**SHORT TASK**
Go through all of these lines and swap "even-odd rule" for "nonzero rule" everywhere, keeping everything else the same and leaving the pictures out of your answer.
--------------------------------------------------
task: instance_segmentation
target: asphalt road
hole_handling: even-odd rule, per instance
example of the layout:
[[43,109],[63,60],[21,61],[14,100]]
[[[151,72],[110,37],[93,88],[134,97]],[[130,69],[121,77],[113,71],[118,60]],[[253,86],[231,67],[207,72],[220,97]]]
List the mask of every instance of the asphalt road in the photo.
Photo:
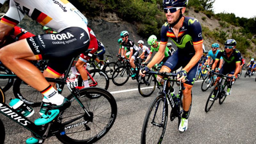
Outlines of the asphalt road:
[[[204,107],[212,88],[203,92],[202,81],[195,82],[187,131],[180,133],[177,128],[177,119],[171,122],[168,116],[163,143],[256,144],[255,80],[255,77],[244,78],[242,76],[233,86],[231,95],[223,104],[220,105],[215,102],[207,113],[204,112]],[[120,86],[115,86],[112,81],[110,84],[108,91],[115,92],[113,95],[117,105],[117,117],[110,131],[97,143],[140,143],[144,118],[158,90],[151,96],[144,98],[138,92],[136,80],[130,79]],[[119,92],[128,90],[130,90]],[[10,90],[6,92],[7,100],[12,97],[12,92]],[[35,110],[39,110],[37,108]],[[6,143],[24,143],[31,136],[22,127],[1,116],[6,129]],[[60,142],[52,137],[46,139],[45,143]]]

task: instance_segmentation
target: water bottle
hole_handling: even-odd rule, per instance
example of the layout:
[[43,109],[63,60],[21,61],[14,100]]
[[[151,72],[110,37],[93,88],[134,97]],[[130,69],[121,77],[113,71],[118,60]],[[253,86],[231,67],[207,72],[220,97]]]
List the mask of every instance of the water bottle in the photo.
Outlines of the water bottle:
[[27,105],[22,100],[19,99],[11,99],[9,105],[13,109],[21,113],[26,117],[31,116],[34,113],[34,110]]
--------------------------------------------------
**ANSWER TO THIS TASK**
task: instance_segmentation
target: asphalt road
hole_handling: nonzero rule, per instance
example of the layout:
[[43,109],[63,60],[21,61],[14,100]]
[[[151,72],[110,37],[93,88],[134,97]],[[130,69],[121,77],[113,71],[118,60]],[[253,86],[231,67],[207,72],[220,97]]]
List the mask of every instance of the asphalt road in the photo.
Photo:
Outlines of the asphalt road:
[[[204,107],[212,88],[203,92],[202,81],[195,82],[187,131],[180,133],[177,128],[177,119],[171,122],[168,116],[163,143],[256,144],[255,80],[255,77],[244,78],[242,76],[233,86],[231,95],[223,104],[220,105],[215,102],[207,113],[204,112]],[[120,86],[115,86],[112,81],[110,84],[108,91],[115,92],[113,95],[117,105],[117,117],[110,131],[97,143],[140,143],[144,118],[158,90],[151,96],[144,98],[138,92],[136,80],[130,79]],[[119,92],[128,90],[130,90]],[[10,90],[6,92],[7,100],[12,97],[12,92]],[[35,110],[39,110],[37,108]],[[6,143],[24,143],[31,136],[22,127],[1,116],[6,129]],[[60,142],[52,137],[46,139],[45,143]]]

task: instance_segmentation
target: water bottle
hole_handling: nonzero rule, per instance
example of the layout:
[[43,109],[63,60],[21,61],[14,100]]
[[[151,72],[110,37],[93,88],[134,97]],[[130,69],[121,77],[113,71],[118,60]],[[253,86],[231,67],[207,72],[220,97]]]
List the mask of every instance of the water bottle in the photo.
Outlines of the water bottle:
[[27,105],[22,100],[19,99],[11,99],[9,105],[13,109],[21,113],[26,117],[31,116],[34,113],[34,110]]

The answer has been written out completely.